TEXTO PARA LER ::
========
É exatamente o que vamos pensando sobre o longo e frutuoso trabalho que Nuno Portas desenvolveu e projectou. E sobre o futuro que nos planeou.

Escrever umas breves palavras sobre Nuno Portas é fácil e difícil. Fácil, pois a sua vida e a sua obra constituem referências incontornáveis da arquitetura e do urbanismo em Portugal na segunda metade do século XX. Difícil porque provavelmente escapar-nos-á, por entre os dedos, aquilo que gostaríamos que ficasse nas mãos. A sua notável heterodoxia. O seu compromisso. E as suas lições.

Nuno Portas foi um académico livre na sua heterodoxia. Livre na forma como se relacionou com as instituições académicas, pois, fazendo escola e deixando legado por onde passou (nas Universidades de Lisboa e do Porto, no LNEC), nunca as sentiu como território e propriedade suas. Assim, sempre entendeu as estruturas académicas como espaços de construção de conhecimento e não como estruturas defensivas de posições e hierarquias estabelecidas.

A sua liberdade académica esteve também bem presente no modo como encarou a arquitetura enquanto campo disciplinar e área do conhecimento. Quando sentiu que, para responder às suas inquietações e preocupações científicas, haveria que estabelecer pontes com outras áreas do conhecimento, fê-lo de forma empenhada e consciente, encarando os territórios disciplinares como campos abertos ao diálogo interdisciplinar. Não sentiu que isso diminuía a importância da arquitetura, mas que, pelo contrário, a valorizava e fortalecia na sua relevância científica e social.

A sua heterodoxia livre esteve também bem presente no modo como assumiu a coerência entre pensamento e ação. Nuno Portas fundou, na democracia, a Secretaria de Estado da Habitação e Urbanismo. É um legado, no mínimo, histórico. A sua herança como secretário de Estado é tão reconhecida e reconhecível que nos exige, pelo menos, que tentemos perseguir os objetivos que tão bem delineou e que hoje emergem, mais uma vez, com aguda atualidade. Nunca, como com ele, a política esteve tão perto do seu significado original, grego, e refletido no seu objetivo central de estudo – a cidade (polis).
========
[Entradas de dados extraídas]
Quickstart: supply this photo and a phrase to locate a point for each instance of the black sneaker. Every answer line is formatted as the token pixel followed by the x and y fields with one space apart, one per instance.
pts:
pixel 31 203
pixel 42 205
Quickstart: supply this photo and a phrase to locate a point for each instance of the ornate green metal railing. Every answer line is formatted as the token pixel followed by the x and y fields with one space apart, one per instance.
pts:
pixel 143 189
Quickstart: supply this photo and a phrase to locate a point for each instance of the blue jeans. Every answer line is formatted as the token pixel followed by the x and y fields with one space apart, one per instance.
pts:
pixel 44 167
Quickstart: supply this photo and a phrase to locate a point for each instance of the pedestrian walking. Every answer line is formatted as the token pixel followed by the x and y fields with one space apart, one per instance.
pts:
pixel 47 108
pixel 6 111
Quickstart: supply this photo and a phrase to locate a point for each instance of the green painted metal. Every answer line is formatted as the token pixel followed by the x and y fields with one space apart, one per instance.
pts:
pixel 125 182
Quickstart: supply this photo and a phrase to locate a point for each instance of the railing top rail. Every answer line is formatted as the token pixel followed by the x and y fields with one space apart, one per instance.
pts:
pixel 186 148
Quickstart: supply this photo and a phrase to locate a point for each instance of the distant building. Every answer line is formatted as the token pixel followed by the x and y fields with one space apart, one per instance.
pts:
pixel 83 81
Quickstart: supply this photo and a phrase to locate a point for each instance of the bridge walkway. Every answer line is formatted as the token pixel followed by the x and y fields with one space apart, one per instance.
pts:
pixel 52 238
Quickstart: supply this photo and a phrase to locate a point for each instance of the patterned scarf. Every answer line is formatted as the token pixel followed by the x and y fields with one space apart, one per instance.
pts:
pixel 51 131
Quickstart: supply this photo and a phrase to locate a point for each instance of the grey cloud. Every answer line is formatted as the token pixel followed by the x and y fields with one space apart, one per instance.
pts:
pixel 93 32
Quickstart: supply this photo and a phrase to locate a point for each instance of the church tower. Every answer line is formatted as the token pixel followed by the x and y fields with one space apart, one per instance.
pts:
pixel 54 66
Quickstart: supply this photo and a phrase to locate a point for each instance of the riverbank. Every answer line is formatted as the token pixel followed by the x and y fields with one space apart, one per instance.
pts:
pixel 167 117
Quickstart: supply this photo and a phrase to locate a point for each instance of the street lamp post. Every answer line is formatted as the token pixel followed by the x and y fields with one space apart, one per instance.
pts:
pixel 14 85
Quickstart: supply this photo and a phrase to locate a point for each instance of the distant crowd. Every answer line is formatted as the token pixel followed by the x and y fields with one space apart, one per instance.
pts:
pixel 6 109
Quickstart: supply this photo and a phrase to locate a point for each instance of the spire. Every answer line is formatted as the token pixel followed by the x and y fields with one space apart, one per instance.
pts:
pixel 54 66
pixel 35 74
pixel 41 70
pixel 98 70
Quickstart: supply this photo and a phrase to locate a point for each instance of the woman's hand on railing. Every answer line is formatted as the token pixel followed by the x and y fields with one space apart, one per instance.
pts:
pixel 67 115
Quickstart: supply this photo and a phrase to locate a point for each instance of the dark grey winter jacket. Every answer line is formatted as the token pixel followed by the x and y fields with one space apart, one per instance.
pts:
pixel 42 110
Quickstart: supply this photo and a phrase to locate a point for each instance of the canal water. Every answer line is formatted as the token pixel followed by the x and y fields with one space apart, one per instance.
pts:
========
O QUE SE PEDE :: Prossiga o texto sobre Nuno Portas, começando logo após a última frase apresentada.

RESPOSTA AO EXERCÍCIO ::
Essa mesma preocupação com a cidade esteve bem presente no seu papel de vereador do Urbanismo na Câmara Municipal de Gaia, no final dos anos noventa do século passado. Mais uma vez, vimos como a sua ação cívica era indissociável do seu pensamento enquanto arquiteto e como o seu labor académico tinha subjacente um forte compromisso cívico. Na vida e obra de Nuno Portas encontramos recorrentemente essa preocupação de se colocar ao serviço da comunidade e, com ela, procurar construir uma cidade onde todos têm lugar e onde a arquitetura não é uma mera afirmação de brilhantismo profissional, mas sim um instrumento poderoso para a construção dum espaço urbano mais democrático.

Hoje, quando o Instituto de Habitação e Reabilitação Urbana abre o período de candidaturas (https://www.portaldahabitacao.pt/web/guest/np) às instituições do ensino superior para concorrerem ao Prémio Nuno Portas (que acompanha o prémio que homenageia uma outra notável figura da nossa modernidade, Nuno Teotónio Pereira), não poderíamos, naturalmente, deixar de nos associar e regozijar.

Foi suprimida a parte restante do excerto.